__Task description__. Write out the stretch from "Accessibility service: describe the location of woman's nose" through "79,49 -> 91,63" again, swapping "pixel coords" for "pixel coordinates" and keeping everything else the same. Leave the pictures out.

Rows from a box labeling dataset
* begin *
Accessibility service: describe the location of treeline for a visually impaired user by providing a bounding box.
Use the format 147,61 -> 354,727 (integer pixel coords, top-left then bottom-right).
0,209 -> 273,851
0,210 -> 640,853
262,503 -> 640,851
* end *
* begin *
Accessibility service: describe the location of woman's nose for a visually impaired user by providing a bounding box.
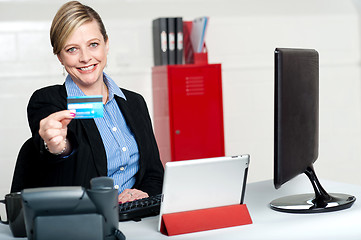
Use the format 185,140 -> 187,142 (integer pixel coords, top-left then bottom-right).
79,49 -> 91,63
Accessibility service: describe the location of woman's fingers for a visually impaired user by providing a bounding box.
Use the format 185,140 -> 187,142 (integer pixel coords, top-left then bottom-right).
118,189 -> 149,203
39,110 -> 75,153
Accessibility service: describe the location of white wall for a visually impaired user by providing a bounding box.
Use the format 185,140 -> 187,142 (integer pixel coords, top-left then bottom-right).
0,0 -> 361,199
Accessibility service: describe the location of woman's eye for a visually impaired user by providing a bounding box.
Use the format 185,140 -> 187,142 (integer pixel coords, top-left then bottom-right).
* end *
__Completed task__.
Accessibility service: describe the location of woman's nose for a visually impaired user by providing a bounding box.
Use the format 185,140 -> 187,142 (integer pixel coordinates, top-left then bottom-right).
79,49 -> 91,63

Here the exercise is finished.